Start of RECORD EXCERPTS

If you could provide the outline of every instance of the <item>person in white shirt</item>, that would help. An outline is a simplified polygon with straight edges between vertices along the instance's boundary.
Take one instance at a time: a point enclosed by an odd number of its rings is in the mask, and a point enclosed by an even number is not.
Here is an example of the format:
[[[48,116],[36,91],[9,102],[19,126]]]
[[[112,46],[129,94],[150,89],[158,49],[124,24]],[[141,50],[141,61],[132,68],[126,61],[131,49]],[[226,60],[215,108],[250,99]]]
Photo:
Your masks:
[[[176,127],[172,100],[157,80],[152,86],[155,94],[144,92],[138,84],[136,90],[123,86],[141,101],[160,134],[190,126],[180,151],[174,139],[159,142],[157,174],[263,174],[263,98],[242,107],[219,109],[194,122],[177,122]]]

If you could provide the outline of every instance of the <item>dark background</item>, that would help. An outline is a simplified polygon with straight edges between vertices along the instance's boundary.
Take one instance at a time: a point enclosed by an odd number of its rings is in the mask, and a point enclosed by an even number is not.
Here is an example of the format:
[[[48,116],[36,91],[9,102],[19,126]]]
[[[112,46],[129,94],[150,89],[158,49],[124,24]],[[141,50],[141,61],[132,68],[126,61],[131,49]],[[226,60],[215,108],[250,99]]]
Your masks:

End of RECORD EXCERPTS

→ **PROBLEM STATEMENT**
Turn the rows above into a numbered list with one line per item, and leave out the blank lines.

→ **EXERCISE OUTPUT**
1. If you could provide the outline of every instance of the <item>person in white shirt</item>, that would help. An outline is a simplified polygon with straight edges between vertices along the instance's boundary.
2. Take one instance at a time: a point enclosed by an odd number of its rings is in the mask, and a point enclosed by an even number is not.
3. Here is an example of the format:
4. [[[48,116],[36,91],[9,102],[19,126]]]
5. [[[112,46],[129,94],[150,89],[158,49],[124,24]],[[141,50],[141,61],[132,68],[126,61],[131,49]],[[226,60],[215,108],[250,99]]]
6. Photo:
7. Your masks:
8. [[[176,127],[172,100],[157,80],[152,86],[155,94],[144,92],[138,84],[136,90],[123,86],[141,101],[160,134],[190,126],[180,151],[174,139],[159,142],[157,174],[263,174],[263,98],[242,107],[219,109],[194,122],[177,122]]]
9. If you could provide the outline of every instance of the <item>dark background</item>, that would help. An outline is a simplified polygon with straight edges between vertices along the instance's boundary.
10. Take one instance at a time: a point enclosed by an odd number of its rings is in the mask, and a point enclosed by an even number is not.
11. Here is an example of the format:
12. [[[48,116],[36,91],[9,102],[19,126]]]
13. [[[112,46],[129,94],[150,89],[158,49],[124,24]],[[141,50],[141,61],[132,68],[126,61],[131,49]],[[226,60],[215,108],[250,99]]]
14. Your masks:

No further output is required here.